==== PROVIDED ENTRIES ====

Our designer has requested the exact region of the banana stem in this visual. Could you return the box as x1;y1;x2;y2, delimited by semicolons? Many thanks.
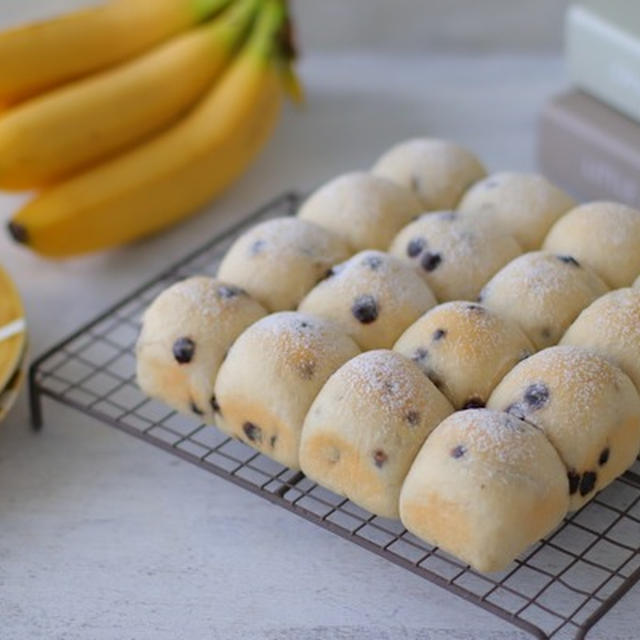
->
211;0;263;47
191;0;238;22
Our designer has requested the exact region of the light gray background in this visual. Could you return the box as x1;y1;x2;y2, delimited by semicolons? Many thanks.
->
0;0;640;640
0;0;568;53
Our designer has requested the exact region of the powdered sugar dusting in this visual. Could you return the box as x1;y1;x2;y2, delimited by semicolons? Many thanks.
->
338;350;428;417
569;288;640;344
482;251;607;305
222;216;347;264
438;409;545;474
310;250;436;311
250;311;358;364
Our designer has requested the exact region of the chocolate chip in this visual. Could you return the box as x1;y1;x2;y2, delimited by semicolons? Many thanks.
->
318;267;336;282
411;347;429;362
362;255;382;271
598;447;609;466
524;382;549;411
298;360;316;380
465;304;485;313
420;251;442;271
218;284;246;299
373;449;389;469
351;294;378;324
505;402;527;420
450;444;467;458
242;422;262;442
462;396;484;409
173;338;196;364
567;471;580;496
404;409;420;427
580;471;598;496
407;238;427;258
556;256;580;267
425;369;444;389
249;240;267;256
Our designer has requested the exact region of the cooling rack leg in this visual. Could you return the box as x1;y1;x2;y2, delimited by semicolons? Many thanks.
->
274;471;305;498
29;367;43;431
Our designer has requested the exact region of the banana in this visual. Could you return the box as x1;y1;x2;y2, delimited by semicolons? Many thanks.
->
0;0;261;189
9;0;285;257
0;0;230;103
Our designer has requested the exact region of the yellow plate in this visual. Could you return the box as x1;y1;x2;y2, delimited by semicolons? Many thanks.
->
0;267;27;393
0;340;28;422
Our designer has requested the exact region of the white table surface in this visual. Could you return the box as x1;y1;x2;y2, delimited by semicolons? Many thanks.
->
0;54;640;640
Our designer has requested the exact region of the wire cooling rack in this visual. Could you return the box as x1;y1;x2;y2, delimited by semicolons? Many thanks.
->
29;193;640;639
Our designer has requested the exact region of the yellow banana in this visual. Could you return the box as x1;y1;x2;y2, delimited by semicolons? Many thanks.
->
0;0;261;189
9;0;284;257
0;0;229;102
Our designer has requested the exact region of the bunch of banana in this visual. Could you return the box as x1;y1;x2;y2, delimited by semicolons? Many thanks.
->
0;0;300;257
0;267;27;422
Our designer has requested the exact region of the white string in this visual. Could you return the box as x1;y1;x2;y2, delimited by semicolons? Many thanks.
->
0;318;27;342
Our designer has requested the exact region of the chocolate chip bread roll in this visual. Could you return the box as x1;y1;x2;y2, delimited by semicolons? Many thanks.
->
300;350;453;518
459;172;575;251
487;346;640;510
371;138;487;211
298;172;422;251
479;251;607;349
215;311;360;469
560;287;640;390
400;409;569;572
299;251;436;349
218;217;352;311
389;211;522;302
393;301;535;409
544;202;640;289
136;276;266;422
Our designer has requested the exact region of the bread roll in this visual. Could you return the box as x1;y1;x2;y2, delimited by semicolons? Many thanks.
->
459;171;575;251
136;276;266;422
393;301;535;409
298;172;422;251
300;350;453;518
215;311;360;469
299;251;436;349
372;138;487;211
544;202;640;288
400;409;569;572
218;217;352;311
487;346;640;510
479;251;607;349
560;288;640;390
389;211;522;302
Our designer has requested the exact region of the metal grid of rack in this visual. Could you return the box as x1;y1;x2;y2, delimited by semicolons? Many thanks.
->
29;193;640;639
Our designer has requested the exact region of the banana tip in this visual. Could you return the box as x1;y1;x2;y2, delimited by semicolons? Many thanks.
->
7;221;29;244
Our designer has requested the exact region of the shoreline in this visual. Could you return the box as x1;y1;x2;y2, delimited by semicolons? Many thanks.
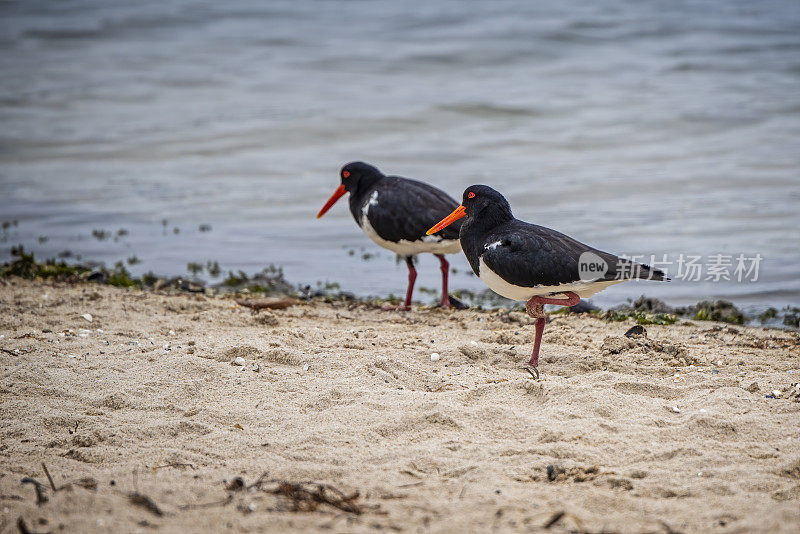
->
0;250;800;330
0;278;800;532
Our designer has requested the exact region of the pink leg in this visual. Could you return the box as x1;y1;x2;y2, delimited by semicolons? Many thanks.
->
398;256;417;310
436;254;450;308
525;291;581;378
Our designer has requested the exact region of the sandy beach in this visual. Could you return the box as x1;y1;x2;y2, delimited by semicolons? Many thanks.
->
0;279;800;533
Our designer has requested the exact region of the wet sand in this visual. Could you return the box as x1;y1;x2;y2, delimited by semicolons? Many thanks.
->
0;280;800;533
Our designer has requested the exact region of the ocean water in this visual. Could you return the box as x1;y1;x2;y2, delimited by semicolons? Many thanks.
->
0;0;800;307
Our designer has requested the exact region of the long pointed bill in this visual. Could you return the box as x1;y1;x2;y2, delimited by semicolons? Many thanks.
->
317;184;347;219
425;206;467;235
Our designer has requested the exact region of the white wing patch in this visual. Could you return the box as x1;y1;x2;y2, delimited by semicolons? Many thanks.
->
361;190;378;217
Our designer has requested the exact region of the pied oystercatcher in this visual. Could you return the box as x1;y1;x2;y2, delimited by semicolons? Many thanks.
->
428;185;669;378
317;161;463;310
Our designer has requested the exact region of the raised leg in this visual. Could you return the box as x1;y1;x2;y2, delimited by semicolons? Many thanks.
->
525;291;581;378
436;254;450;308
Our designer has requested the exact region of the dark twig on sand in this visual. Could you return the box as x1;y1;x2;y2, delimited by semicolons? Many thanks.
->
22;477;47;506
150;463;195;471
17;516;49;534
236;297;300;310
178;494;233;511
248;480;362;515
42;462;58;493
128;491;164;517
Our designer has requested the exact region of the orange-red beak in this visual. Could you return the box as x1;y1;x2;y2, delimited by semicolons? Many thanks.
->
425;206;467;235
317;184;347;219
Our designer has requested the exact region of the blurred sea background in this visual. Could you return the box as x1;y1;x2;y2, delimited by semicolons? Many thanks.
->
0;0;800;309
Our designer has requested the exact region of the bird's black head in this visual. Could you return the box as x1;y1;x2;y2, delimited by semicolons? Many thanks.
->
461;185;513;223
317;161;384;219
339;161;383;193
427;185;514;235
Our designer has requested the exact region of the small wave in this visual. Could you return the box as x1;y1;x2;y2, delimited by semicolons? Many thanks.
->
436;102;542;119
22;28;107;41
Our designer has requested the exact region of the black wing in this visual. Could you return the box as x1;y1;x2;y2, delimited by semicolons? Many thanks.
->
365;176;462;243
482;219;667;287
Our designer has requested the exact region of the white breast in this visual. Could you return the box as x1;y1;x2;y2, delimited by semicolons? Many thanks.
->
361;191;461;256
478;257;624;301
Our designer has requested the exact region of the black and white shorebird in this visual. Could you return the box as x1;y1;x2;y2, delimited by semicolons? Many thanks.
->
317;161;463;310
428;185;669;378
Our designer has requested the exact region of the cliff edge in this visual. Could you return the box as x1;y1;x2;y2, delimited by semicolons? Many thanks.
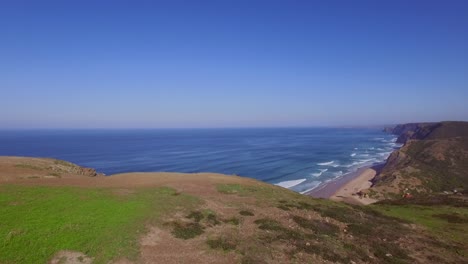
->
372;121;468;198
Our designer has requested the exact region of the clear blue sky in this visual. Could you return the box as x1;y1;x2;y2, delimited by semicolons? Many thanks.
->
0;0;468;128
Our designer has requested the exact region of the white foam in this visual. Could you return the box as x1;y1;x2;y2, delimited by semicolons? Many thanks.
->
317;160;335;166
311;169;328;177
300;181;322;194
275;179;307;188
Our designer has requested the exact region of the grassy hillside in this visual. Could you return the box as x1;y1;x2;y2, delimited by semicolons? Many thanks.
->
0;159;468;263
373;122;468;198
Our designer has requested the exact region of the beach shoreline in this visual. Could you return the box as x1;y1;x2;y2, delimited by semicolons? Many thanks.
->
304;163;385;205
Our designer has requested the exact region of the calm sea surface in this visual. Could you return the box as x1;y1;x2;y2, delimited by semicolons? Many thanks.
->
0;128;399;192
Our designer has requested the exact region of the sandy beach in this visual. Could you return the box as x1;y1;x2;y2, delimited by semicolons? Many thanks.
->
306;165;382;205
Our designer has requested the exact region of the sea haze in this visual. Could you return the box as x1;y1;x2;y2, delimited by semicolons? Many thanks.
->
0;128;399;192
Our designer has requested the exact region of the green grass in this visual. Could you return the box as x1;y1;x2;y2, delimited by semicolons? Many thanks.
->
0;186;198;263
15;163;43;170
373;204;468;257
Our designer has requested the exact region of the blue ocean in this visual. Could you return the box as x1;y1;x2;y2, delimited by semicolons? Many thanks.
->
0;128;399;192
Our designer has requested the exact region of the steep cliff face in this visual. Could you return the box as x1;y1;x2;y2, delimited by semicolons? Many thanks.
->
372;122;468;198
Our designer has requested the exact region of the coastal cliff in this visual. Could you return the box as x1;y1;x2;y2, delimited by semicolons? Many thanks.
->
0;157;468;264
372;122;468;198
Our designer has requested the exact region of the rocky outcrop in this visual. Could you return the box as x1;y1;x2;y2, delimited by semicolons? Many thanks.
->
372;122;468;198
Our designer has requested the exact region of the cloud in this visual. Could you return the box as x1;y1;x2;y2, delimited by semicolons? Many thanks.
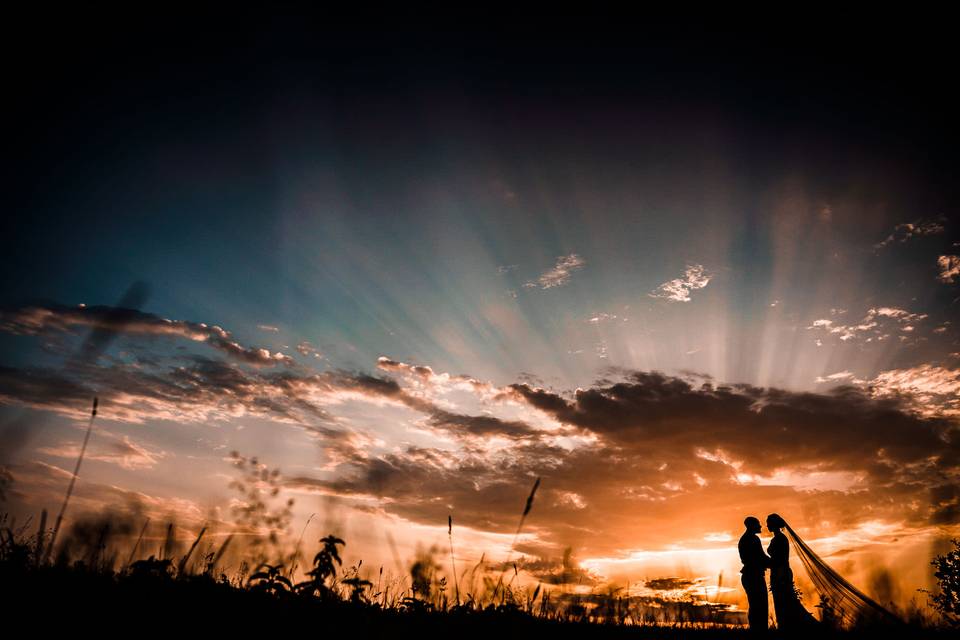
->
873;218;945;250
937;256;960;284
37;433;167;470
298;364;960;553
0;305;293;366
648;264;712;302
807;307;927;342
523;253;587;289
297;340;323;359
870;364;960;416
814;371;864;384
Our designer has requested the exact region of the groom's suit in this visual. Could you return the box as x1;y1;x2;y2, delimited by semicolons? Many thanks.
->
737;531;770;631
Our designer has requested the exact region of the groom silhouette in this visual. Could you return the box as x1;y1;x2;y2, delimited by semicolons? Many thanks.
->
737;516;770;631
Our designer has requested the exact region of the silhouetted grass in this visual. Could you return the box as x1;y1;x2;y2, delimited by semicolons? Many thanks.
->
0;524;948;640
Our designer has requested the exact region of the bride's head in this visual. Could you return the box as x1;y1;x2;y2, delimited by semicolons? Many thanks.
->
767;513;787;533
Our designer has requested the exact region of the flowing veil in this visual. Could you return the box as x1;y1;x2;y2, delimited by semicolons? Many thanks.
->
784;523;901;626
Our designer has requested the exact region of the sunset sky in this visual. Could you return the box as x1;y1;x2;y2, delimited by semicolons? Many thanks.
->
0;11;960;602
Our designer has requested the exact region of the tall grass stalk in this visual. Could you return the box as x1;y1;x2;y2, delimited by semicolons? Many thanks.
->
493;477;540;601
447;515;460;607
43;397;99;564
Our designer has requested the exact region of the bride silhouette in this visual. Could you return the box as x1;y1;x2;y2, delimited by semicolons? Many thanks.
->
767;513;819;630
767;513;902;630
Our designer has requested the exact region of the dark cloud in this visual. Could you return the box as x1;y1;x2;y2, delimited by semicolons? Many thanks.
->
511;372;958;482
299;372;957;553
0;305;293;366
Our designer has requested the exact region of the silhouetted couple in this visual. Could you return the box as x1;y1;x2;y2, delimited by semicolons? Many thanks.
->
737;513;818;631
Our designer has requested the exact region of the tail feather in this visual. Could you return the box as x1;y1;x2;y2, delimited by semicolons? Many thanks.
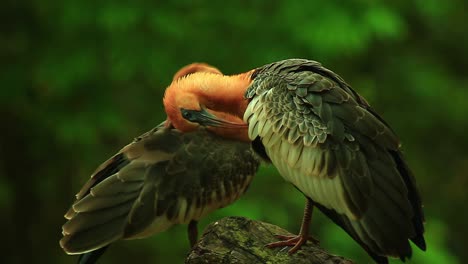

====

:: GOAL ::
Format everything from the start of the records down to the line containing "250;311;358;364" as a numbered list, skipping blank lines and leaving out the pictures.

:: WRITTEN SOLUTION ::
1. Our designer has requested the exact region of the banana stem in this visual. Could you return the box as x1;y1;x2;y2, delimited by semicolons? Many thanks.
2. ->
3. 211;0;263;47
4. 191;0;238;22
5. Our designer has requested the exact region of the light gray background in this visual. Could you return the box as x1;y1;x2;y2, delimited by semicolons? Many thanks.
6. ->
7. 0;0;640;640
8. 0;0;568;53
9. Our designer has requested the exact region of the powdered sugar dusting in this visual. Could you return the box as x1;y1;x2;y2, delimited by semicolons? Many thanks.
10. ->
11. 338;350;428;417
12. 569;288;640;344
13. 482;251;607;305
14. 222;216;347;264
15. 438;409;545;474
16. 310;250;436;311
17. 250;311;358;364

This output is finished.